### [Written problem]
Rewrite every entry in the listing below, changing "routine" to "function" and keeping everything else the same. Leave the pictures out.

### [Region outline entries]
* * * * * * * * *
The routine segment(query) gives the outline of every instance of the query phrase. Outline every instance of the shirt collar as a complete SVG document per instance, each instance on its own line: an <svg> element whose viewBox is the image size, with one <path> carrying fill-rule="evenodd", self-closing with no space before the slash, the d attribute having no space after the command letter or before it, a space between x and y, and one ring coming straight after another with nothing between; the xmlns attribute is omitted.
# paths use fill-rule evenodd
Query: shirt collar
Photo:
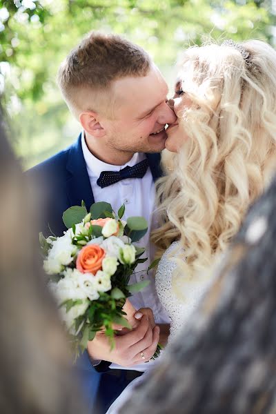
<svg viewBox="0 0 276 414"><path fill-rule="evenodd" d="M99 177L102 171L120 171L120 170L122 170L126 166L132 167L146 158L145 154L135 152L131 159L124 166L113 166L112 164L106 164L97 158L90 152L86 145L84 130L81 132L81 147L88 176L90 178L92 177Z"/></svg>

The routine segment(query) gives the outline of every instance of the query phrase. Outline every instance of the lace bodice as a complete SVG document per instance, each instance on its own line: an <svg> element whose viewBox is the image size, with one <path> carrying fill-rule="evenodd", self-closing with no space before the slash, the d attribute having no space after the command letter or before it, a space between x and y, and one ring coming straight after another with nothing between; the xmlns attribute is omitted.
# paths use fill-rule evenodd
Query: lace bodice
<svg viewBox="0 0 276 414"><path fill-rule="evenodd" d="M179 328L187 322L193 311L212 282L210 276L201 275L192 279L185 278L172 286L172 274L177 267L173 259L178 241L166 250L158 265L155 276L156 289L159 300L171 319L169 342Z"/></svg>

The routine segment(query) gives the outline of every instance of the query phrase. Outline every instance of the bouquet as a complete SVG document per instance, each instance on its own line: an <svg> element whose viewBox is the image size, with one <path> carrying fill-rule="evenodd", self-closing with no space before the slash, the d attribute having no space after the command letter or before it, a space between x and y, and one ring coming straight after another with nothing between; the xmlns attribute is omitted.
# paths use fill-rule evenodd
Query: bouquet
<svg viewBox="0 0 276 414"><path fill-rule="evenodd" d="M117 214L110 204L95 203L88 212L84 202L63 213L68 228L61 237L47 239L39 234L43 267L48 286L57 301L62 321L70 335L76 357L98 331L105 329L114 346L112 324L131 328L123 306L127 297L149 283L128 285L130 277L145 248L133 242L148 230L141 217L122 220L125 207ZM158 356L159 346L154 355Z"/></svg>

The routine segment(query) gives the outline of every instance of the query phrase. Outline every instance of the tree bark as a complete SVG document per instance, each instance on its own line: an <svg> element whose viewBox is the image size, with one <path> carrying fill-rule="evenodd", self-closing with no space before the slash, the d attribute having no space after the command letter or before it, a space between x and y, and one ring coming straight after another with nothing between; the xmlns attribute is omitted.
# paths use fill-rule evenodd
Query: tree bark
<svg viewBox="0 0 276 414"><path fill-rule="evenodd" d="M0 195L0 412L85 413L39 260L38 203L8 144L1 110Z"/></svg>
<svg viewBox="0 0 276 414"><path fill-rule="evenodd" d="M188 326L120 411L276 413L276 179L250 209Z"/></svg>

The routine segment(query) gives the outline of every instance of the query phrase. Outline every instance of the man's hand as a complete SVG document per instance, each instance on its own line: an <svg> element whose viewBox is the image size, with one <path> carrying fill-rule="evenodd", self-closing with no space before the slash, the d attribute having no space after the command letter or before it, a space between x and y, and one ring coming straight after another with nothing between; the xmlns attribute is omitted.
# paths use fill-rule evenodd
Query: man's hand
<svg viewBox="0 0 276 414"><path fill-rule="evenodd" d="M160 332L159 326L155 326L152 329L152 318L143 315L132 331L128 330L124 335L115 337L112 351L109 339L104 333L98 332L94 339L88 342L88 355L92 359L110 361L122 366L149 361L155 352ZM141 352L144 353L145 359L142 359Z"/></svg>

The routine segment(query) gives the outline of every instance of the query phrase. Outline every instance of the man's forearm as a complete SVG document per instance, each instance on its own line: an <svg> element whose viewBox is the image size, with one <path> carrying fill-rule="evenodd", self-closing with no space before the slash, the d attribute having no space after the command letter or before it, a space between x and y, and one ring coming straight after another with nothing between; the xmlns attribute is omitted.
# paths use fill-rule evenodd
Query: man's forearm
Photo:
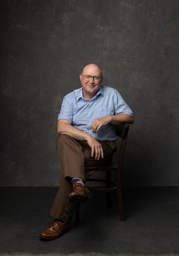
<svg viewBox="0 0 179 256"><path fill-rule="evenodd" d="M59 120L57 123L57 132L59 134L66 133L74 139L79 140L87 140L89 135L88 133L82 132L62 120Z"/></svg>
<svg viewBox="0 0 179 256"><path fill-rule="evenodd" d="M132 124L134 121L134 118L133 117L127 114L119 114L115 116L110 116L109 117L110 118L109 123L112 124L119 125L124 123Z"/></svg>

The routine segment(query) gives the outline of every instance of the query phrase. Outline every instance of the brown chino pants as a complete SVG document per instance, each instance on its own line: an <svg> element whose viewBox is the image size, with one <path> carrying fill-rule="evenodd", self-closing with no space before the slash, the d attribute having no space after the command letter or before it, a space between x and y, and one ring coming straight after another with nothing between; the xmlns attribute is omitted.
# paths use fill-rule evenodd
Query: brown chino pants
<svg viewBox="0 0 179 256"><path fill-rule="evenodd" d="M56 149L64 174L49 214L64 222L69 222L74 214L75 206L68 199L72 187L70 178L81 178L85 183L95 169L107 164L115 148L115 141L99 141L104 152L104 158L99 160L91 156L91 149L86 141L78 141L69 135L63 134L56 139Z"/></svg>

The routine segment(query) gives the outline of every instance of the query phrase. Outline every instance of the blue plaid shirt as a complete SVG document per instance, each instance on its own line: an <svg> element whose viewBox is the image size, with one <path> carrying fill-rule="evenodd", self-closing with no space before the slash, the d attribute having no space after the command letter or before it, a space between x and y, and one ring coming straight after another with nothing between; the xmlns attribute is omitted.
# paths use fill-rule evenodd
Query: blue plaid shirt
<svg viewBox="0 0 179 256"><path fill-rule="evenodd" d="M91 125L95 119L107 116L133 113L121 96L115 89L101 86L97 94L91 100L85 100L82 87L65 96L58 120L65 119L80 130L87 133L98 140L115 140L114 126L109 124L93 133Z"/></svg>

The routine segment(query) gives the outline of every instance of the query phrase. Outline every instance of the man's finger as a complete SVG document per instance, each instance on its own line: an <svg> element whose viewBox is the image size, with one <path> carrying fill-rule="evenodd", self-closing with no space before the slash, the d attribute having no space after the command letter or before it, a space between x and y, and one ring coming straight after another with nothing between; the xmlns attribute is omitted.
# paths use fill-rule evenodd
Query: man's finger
* * * * * * * * *
### [Exercise output]
The function segment(query) gives the outline of every instance of the query phrase. Outline every instance of the shirt collar as a complete SVG document per instance, each instance on its own line: an <svg> element whose viewBox is the image size, with one <path> carrying fill-rule="evenodd", self-closing with no space before the slash, the d attribute having no space after the command letter or before it, a space between x and y, and one ring coming straight after another with nothing between; the xmlns attribute is omitted.
# paths use fill-rule evenodd
Query: shirt collar
Photo:
<svg viewBox="0 0 276 414"><path fill-rule="evenodd" d="M99 177L102 171L120 171L120 170L122 170L126 166L132 167L146 158L145 154L135 152L131 159L124 166L113 166L112 164L106 164L97 158L90 152L86 145L84 130L81 132L81 147L88 176L90 178L92 177Z"/></svg>

The function segment(query) gives the outline of every instance of the query phrase. Outline every instance of the lace bodice as a complete SVG document per instance, each instance on its own line: an <svg> element whose viewBox is the image size, with one <path> carrying fill-rule="evenodd", self-closing with no space before the slash, the d attribute having no space after the command letter or before it, a space between x and y, and one ring coming straight after another with nothing between; the xmlns attribute is omitted.
# paths use fill-rule evenodd
Query: lace bodice
<svg viewBox="0 0 276 414"><path fill-rule="evenodd" d="M179 328L187 322L193 311L212 282L210 276L201 275L192 279L185 278L172 286L172 274L177 267L173 259L178 241L166 250L158 265L155 276L156 289L159 300L171 319L169 342Z"/></svg>

The function segment(query) gives the outline of every instance of the query phrase. Outline every instance of the bouquet as a complete SVG document per instance, each instance on its own line: an <svg> element whose viewBox is the image size, with one <path> carrying fill-rule="evenodd", self-closing with no space before the slash, the d attribute having no space after the command letter or before it, a space between x and y, and one ring coming straight after another with nothing between; the xmlns attribute is omitted.
# paths use fill-rule evenodd
Query: bouquet
<svg viewBox="0 0 276 414"><path fill-rule="evenodd" d="M117 214L110 204L95 203L88 212L84 202L63 213L68 228L61 237L47 239L39 234L43 267L48 286L57 301L62 321L70 335L76 357L98 331L105 329L114 346L112 324L131 328L123 306L127 297L149 283L128 285L130 277L145 248L133 242L148 230L141 217L122 220L125 207ZM158 356L159 346L154 355Z"/></svg>

The function segment(query) gives the outline of every instance of the query phrase. Outline every instance of the tree bark as a complete SVG document per instance, each instance on its own line: an <svg> element whose viewBox is the image size, with one <path> carrying fill-rule="evenodd", self-closing with no space before the slash, the d attribute having no space after the command letter or before it, a space between x and y, and one ring coming straight after another with nothing between; the xmlns attribute is omitted.
# paths use fill-rule evenodd
Query: tree bark
<svg viewBox="0 0 276 414"><path fill-rule="evenodd" d="M0 195L0 412L85 413L39 260L38 203L8 144L1 110Z"/></svg>
<svg viewBox="0 0 276 414"><path fill-rule="evenodd" d="M188 326L120 411L276 413L276 179L250 209Z"/></svg>

The function segment(query) gives the outline of every instance of the query phrase. Outline every instance of the man's hand as a complete SVG document per instance, each instance on its own line: an <svg> element whose viewBox is the image size, with one <path> carrying fill-rule="evenodd", self-closing with no space before the slash, the d attribute having no space after the command letter or before it, a space between x and y, and one ring coming straight after another with nothing between; the xmlns attribute is omitted.
# paths use fill-rule evenodd
Query: man's hand
<svg viewBox="0 0 276 414"><path fill-rule="evenodd" d="M160 332L159 326L155 326L152 329L152 318L143 315L132 331L128 330L124 335L115 337L112 351L109 339L104 333L98 332L94 339L88 342L88 355L92 359L110 361L122 366L149 361L155 352ZM141 352L144 353L145 359L142 359Z"/></svg>

The function segment(query) gives the outline of every instance of the query phrase. Outline every instance of the man's forearm as a complete SVG document per instance, each instance on its own line: an <svg> element whose viewBox is the image size, with one <path> carrying fill-rule="evenodd", self-closing with no space before the slash, the d attribute having no space after the command letter or before it, a space between x and y, and one ring coming straight after another with nothing between; the xmlns attribute is omitted.
# paths use fill-rule evenodd
Query: man's forearm
Photo:
<svg viewBox="0 0 179 256"><path fill-rule="evenodd" d="M59 120L57 123L57 132L59 134L66 133L74 139L79 140L87 140L89 135L88 133L82 132L62 120Z"/></svg>
<svg viewBox="0 0 179 256"><path fill-rule="evenodd" d="M132 124L134 121L134 118L133 117L127 114L119 114L115 116L110 116L109 117L110 118L109 123L112 124L119 125L124 123Z"/></svg>

The function segment(query) gives the outline of every instance of the query phrase. Outline every instance of the brown chino pants as a complete SVG document per instance, each instance on its own line: an <svg> element whose viewBox is the image size, with one <path> carrying fill-rule="evenodd", self-closing with no space before the slash, the d attribute having no space after the command letter or before it, a space between x and y, and one ring coming straight after another with nothing between; the xmlns attribute is omitted.
# paths use fill-rule evenodd
Query: brown chino pants
<svg viewBox="0 0 179 256"><path fill-rule="evenodd" d="M56 149L64 174L49 214L64 222L69 222L74 214L75 206L68 199L72 187L70 178L81 178L85 183L95 169L107 164L115 148L115 141L99 141L104 152L104 158L99 160L91 156L91 149L86 141L78 141L69 135L63 134L56 139Z"/></svg>

The function segment(query) gives the outline of every instance of the query phrase. Outline every instance of the blue plaid shirt as a complete SVG document per instance, each instance on its own line: an <svg> element whose viewBox is the image size, with one <path> carrying fill-rule="evenodd", self-closing with no space before the slash, the d attribute having no space after the command letter or before it, a space between x and y, and one ring coming straight after another with nothing between; the xmlns attribute is omitted.
# paths use fill-rule evenodd
Query: blue plaid shirt
<svg viewBox="0 0 179 256"><path fill-rule="evenodd" d="M91 125L95 119L107 116L133 113L121 96L115 89L101 86L97 94L91 100L85 100L82 87L65 96L58 120L65 119L80 130L87 133L98 140L115 140L114 126L109 124L93 133Z"/></svg>

The function segment(query) gives the outline of every instance of the query phrase. Outline every instance of the man's finger as a complete SVG document per instance, each instance on its own line: an <svg> element whose viewBox is the image size, with one <path> carrying fill-rule="evenodd", self-closing with no space before the slash, the d attribute having no space after the command letter or before it, a space between x and y, and one ring coming straight after another with nothing between; the xmlns attribute is omitted.
# paths use fill-rule evenodd
Query: man's finger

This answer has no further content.